▸ Encargo
Reproduce todas las líneas siguientes sin cambiar nada.
====== Registros proporcionados ======
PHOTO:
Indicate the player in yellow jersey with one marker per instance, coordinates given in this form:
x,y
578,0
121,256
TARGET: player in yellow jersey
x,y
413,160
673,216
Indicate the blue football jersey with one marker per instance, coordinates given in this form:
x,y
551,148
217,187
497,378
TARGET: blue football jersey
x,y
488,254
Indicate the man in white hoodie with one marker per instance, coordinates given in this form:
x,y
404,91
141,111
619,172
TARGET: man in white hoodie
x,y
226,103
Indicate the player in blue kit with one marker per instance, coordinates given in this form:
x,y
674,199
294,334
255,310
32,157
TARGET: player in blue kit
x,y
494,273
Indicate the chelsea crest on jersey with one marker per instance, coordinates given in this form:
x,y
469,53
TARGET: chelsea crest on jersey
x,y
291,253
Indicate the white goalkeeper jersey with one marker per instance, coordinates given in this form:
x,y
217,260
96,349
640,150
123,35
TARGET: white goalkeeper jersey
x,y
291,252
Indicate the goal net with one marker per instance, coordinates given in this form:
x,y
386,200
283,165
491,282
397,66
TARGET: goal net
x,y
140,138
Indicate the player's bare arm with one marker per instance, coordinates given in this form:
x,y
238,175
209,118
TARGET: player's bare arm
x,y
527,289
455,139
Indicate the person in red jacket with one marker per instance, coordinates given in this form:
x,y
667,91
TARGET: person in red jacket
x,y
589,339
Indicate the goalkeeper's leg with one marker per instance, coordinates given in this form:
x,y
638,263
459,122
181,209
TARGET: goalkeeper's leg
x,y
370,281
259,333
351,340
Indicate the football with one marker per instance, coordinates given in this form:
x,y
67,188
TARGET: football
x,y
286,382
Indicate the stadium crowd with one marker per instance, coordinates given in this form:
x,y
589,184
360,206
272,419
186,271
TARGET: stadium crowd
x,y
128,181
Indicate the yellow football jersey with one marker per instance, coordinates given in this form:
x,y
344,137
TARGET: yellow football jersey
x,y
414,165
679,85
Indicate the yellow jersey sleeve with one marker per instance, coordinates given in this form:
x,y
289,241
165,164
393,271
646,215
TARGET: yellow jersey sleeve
======
▸ Respuesta
PHOTO:
Indicate the player in yellow jersey with one marker per instance, coordinates given in this form:
x,y
578,0
121,256
TARGET: player in yellow jersey
x,y
413,160
673,216
Indicate the blue football jersey with one marker per instance, coordinates given in this form:
x,y
551,148
217,187
497,378
TARGET: blue football jersey
x,y
488,254
Indicate the man in white hoodie with one marker per instance, coordinates given in this form:
x,y
404,91
141,111
619,172
TARGET: man in white hoodie
x,y
226,103
Indicate the player in blue kit with one marker per instance, coordinates given in this form:
x,y
674,199
294,334
255,310
32,157
TARGET: player in blue kit
x,y
494,273
Indicate the chelsea crest on jersey with one marker per instance, coordinates given in this form:
x,y
469,53
TARGET: chelsea crest on jersey
x,y
291,253
Indicate the white goalkeeper jersey with one marker per instance, coordinates given in this form:
x,y
217,260
96,349
640,150
123,35
TARGET: white goalkeeper jersey
x,y
291,252
Indicate the goal net with one marker per instance, coordinates given in this form:
x,y
386,200
283,165
491,282
397,66
TARGET: goal net
x,y
140,138
Indicate the player's bare arm with one marker per instance, coordinates given in this form:
x,y
238,175
209,118
TARGET: player's bare arm
x,y
527,289
455,139
Indicate the person in red jacket with one marker per instance, coordinates given in this form:
x,y
667,91
TARGET: person in red jacket
x,y
589,339
Indicate the goalkeeper's leg with one marker per instance, coordinates given in this form:
x,y
638,263
459,122
181,209
TARGET: goalkeeper's leg
x,y
370,281
259,333
351,340
Indicate the football with one marker per instance, coordinates given in this form:
x,y
67,188
TARGET: football
x,y
286,382
Indicate the stadium crowd with one marker per instance, coordinates given in this form:
x,y
589,184
360,206
272,419
186,271
TARGET: stadium crowd
x,y
128,181
Indicate the yellow football jersey with one marker per instance, coordinates given in this form:
x,y
344,137
TARGET: yellow football jersey
x,y
414,165
679,85
Indicate the yellow jersey sleeve with one marker per instance, coordinates given in this form:
x,y
289,241
165,164
393,271
646,215
TARGET: yellow jersey sleeve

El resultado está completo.